> **PROVIDED PASSAGE**

:::

If you're working in the virtualisation field Pacifica seems far more interesting than VT -

Part 1

Part 2

Part 3

Reply Score: 5

RE: Pacifica Better ?
by Hands on Wed 8th Feb 2006 17:05 in reply to "Pacifica Better ?"
Hands Member since:

For those who would like a summary of the inq links:

Due to the design decisions made by AMD when creating the K8 architecture, they have some tools that Intel does not have. AMD has an integrated memory controller on the CPU, and the CPU has hypertransport connections ("direct connect architecture"). There are of course other differences in the design, but these two are the most obvious in relation to virtualization.

AMD can virtualize memory management completely within the CPU because all memory access is done through the CPU. They came up with two different ways of handling memory virtualization. One is more software-oriented while the other is more hardware-oriented. Intel's memory virtualization management must be done completely through software at the moment. This can be a big deal with a guest OS that uses a significant amount of memory.

Due to the direct connections that hypertransport makes possible between devices and the CPU, device handling can be both more simple as well as complex depending on the situation. Virtualization adds a layer of complexity to this situation just as it adds complexity in other areas. Therefore, AMD included tools to help handle devices between host and guest operating systems.

:::

> **EXCERPTED RECORDS**
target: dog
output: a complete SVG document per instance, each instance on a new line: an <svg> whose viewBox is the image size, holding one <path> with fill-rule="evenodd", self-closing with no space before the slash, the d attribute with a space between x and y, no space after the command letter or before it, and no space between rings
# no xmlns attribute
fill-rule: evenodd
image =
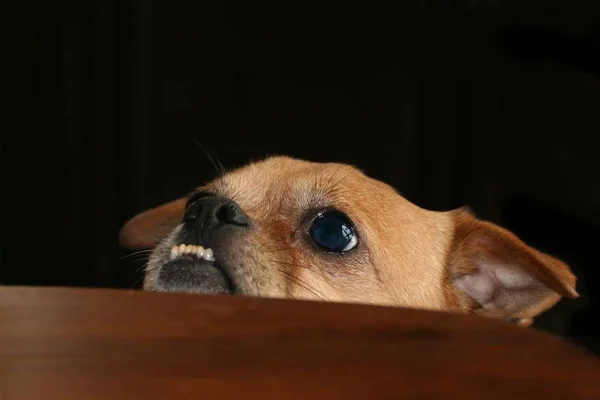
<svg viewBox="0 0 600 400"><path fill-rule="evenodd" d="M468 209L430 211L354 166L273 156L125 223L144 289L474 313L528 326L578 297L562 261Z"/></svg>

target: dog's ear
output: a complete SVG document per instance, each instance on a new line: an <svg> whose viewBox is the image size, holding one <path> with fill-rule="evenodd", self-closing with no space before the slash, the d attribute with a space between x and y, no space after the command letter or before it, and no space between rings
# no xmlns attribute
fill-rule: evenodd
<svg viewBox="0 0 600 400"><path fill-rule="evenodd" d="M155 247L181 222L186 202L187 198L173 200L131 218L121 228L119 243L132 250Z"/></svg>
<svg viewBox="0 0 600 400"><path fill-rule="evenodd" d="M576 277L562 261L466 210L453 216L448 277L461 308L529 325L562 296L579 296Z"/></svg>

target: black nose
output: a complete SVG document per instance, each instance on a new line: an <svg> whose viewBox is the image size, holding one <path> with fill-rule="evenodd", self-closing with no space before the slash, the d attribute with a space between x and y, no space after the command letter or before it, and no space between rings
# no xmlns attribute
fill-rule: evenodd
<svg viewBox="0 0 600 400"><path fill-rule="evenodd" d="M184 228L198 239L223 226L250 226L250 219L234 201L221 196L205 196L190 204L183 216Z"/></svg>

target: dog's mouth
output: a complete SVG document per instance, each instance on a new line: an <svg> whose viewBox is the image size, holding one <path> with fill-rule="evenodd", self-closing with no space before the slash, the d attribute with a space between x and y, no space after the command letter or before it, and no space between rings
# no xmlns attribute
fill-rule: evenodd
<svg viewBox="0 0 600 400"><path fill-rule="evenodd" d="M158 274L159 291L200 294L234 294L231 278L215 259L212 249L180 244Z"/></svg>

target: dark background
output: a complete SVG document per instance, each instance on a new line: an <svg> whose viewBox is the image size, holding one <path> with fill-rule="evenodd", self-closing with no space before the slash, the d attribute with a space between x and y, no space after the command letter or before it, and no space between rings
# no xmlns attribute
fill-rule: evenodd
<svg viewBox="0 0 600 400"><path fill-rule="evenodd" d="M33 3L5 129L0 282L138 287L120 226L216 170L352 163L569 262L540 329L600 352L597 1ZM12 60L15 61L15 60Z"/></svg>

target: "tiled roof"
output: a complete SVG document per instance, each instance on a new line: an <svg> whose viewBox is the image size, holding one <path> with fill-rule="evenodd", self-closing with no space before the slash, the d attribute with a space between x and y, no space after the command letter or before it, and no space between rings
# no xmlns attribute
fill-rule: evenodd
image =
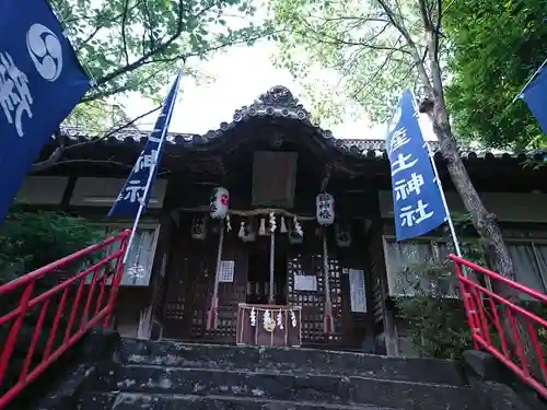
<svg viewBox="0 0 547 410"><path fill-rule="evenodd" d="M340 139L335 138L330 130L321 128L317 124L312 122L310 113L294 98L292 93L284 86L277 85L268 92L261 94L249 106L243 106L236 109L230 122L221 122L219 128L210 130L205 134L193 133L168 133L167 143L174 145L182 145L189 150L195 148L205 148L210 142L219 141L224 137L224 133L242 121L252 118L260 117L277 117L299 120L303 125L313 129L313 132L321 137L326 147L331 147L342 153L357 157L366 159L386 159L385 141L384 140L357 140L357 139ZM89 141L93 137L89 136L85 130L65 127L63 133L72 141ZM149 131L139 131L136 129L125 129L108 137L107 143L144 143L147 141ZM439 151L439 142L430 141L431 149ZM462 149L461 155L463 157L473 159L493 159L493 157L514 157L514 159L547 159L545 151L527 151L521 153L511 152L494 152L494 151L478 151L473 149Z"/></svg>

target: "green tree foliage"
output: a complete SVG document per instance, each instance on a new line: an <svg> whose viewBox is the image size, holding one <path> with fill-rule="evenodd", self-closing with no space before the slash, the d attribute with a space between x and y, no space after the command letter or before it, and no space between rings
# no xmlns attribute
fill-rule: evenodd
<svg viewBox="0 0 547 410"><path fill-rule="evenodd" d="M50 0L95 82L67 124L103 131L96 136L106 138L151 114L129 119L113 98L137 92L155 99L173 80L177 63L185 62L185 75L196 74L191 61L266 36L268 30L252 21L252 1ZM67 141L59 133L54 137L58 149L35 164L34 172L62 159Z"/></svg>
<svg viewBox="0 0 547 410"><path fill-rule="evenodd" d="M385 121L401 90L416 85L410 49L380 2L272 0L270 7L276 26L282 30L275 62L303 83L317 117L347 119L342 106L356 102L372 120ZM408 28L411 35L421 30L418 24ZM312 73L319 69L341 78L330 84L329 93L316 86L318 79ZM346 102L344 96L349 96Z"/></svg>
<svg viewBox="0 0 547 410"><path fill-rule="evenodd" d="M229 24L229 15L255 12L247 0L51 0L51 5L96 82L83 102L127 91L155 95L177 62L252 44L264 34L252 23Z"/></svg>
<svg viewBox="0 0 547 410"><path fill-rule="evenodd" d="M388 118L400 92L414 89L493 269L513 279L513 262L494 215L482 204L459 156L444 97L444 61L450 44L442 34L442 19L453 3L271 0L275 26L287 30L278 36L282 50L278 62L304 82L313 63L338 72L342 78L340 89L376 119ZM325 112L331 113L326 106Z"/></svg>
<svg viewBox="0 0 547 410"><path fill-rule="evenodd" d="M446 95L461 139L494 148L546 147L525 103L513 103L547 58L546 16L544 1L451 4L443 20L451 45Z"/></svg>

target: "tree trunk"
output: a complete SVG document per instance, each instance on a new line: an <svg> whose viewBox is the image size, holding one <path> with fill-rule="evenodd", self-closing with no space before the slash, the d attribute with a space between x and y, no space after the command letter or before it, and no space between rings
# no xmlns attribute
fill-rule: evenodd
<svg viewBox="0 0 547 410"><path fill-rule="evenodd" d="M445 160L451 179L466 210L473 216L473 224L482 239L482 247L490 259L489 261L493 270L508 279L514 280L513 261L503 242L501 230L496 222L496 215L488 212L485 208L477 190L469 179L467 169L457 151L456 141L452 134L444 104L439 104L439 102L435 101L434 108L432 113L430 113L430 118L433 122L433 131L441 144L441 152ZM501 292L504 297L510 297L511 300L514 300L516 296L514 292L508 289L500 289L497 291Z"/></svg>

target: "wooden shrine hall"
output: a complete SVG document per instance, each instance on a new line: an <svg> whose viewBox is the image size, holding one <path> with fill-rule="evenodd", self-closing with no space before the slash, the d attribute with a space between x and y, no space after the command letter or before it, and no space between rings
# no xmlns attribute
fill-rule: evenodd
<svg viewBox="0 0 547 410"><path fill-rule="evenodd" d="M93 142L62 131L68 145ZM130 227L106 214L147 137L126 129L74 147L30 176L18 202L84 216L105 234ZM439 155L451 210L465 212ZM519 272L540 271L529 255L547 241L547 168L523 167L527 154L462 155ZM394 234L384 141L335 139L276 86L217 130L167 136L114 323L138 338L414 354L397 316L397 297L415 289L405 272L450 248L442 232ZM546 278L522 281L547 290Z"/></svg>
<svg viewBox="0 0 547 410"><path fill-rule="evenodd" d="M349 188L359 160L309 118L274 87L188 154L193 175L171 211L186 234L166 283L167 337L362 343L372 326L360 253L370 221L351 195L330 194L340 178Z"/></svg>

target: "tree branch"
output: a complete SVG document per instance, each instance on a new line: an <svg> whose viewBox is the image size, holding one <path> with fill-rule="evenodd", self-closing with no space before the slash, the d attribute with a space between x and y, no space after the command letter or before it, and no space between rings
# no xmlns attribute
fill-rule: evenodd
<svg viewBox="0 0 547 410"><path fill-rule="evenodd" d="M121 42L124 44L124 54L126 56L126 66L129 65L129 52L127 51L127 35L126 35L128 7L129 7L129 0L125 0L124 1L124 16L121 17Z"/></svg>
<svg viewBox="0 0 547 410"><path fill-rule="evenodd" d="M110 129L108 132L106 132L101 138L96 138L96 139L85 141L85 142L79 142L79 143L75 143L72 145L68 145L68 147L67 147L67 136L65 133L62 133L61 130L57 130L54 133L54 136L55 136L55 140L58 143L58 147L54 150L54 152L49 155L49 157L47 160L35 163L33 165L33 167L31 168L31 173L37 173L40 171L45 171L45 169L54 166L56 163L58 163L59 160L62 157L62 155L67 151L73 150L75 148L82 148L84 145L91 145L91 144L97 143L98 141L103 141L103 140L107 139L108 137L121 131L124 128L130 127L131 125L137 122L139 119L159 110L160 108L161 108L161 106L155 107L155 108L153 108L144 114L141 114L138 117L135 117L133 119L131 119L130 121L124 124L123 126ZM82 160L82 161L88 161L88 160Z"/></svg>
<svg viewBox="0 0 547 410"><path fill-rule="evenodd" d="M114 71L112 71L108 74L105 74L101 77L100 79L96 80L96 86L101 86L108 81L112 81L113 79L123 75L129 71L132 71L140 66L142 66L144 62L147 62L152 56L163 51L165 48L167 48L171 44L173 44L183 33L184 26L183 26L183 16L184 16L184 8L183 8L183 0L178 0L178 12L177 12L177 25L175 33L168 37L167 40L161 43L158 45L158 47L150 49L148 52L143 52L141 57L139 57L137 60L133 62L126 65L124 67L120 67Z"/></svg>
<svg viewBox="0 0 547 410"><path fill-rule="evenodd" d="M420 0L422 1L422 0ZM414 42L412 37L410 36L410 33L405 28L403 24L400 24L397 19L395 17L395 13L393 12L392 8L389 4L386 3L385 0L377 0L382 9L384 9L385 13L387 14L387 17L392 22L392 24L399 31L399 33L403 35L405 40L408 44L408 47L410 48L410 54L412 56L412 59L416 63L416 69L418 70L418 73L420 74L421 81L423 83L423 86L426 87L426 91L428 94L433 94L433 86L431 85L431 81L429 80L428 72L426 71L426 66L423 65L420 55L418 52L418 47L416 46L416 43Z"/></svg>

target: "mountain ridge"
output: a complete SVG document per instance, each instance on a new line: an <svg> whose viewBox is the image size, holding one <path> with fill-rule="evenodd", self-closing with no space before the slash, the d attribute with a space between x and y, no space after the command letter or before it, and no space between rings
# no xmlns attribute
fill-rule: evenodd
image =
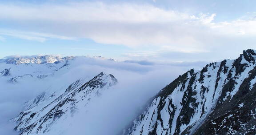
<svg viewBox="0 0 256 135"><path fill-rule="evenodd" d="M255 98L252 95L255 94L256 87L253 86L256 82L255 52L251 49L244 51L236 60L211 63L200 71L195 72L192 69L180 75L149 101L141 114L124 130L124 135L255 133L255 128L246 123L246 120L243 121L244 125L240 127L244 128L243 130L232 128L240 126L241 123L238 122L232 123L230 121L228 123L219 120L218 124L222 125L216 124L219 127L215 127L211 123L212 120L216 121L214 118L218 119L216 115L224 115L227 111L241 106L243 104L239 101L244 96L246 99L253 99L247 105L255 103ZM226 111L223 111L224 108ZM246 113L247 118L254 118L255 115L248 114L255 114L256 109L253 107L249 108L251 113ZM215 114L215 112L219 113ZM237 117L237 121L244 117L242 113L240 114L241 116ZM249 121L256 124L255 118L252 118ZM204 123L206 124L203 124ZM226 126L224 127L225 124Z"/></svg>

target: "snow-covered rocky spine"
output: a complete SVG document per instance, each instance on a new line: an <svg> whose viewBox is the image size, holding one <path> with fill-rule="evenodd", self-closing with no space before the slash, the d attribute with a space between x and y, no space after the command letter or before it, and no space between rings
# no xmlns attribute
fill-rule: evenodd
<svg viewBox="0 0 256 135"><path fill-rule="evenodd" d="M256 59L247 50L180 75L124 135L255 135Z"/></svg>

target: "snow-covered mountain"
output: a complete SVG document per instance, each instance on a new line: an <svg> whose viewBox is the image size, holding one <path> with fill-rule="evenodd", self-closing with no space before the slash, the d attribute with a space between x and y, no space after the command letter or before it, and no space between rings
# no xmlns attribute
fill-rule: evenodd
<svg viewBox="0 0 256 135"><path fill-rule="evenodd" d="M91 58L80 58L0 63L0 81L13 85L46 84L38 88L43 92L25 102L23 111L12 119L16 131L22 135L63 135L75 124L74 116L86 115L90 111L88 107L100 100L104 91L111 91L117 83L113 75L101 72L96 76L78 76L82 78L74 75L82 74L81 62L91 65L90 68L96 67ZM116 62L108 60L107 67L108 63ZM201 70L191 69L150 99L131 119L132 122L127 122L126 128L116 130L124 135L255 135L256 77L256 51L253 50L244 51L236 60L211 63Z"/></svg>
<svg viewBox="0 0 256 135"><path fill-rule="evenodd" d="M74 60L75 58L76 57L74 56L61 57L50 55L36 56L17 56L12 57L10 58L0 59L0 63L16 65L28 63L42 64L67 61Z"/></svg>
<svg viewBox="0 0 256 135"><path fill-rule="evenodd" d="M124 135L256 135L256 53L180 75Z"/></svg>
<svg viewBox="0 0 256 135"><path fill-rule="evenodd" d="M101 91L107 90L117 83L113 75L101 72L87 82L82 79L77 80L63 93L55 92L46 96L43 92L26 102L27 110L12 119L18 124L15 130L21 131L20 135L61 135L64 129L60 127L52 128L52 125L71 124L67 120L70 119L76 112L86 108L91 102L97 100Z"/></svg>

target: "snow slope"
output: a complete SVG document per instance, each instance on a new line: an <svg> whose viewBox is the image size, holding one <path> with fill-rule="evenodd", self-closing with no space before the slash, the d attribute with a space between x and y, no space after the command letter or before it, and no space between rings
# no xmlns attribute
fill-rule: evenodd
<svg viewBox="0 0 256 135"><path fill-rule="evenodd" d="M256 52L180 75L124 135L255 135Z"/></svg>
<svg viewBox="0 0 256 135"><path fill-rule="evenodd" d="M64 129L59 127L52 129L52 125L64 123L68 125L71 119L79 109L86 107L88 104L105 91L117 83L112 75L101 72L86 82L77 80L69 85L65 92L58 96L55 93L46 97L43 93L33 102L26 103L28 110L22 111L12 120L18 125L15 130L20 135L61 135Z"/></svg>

:::

Print the forum post comparing AMD's Pacifica with Intel's VT in full, word for word. These lines were taken from a different source.

> **EXPECTED ANSWER**
If you're working in the virtualisation field Pacifica seems far more interesting than VT -

Part 1

Part 2

Part 3

Reply Score: 5

RE: Pacifica Better ?
by Hands on Wed 8th Feb 2006 17:05 in reply to "Pacifica Better ?"
Hands Member since:

For those who would like a summary of the inq links:

Due to the design decisions made by AMD when creating the K8 architecture, they have some tools that Intel does not have. AMD has an integrated memory controller on the CPU, and the CPU has hypertransport connections ("direct connect architecture"). There are of course other differences in the design, but these two are the most obvious in relation to virtualization.

AMD can virtualize memory management completely within the CPU because all memory access is done through the CPU. They came up with two different ways of handling memory virtualization. One is more software-oriented while the other is more hardware-oriented. Intel's memory virtualization management must be done completely through software at the moment. This can be a big deal with a guest OS that uses a significant amount of memory.

Due to the direct connections that hypertransport makes possible between devices and the CPU, device handling can be both more simple as well as complex depending on the situation. Virtualization adds a layer of complexity to this situation just as it adds complexity in other areas. Therefore, AMD included tools to help handle devices between host and guest operating systems.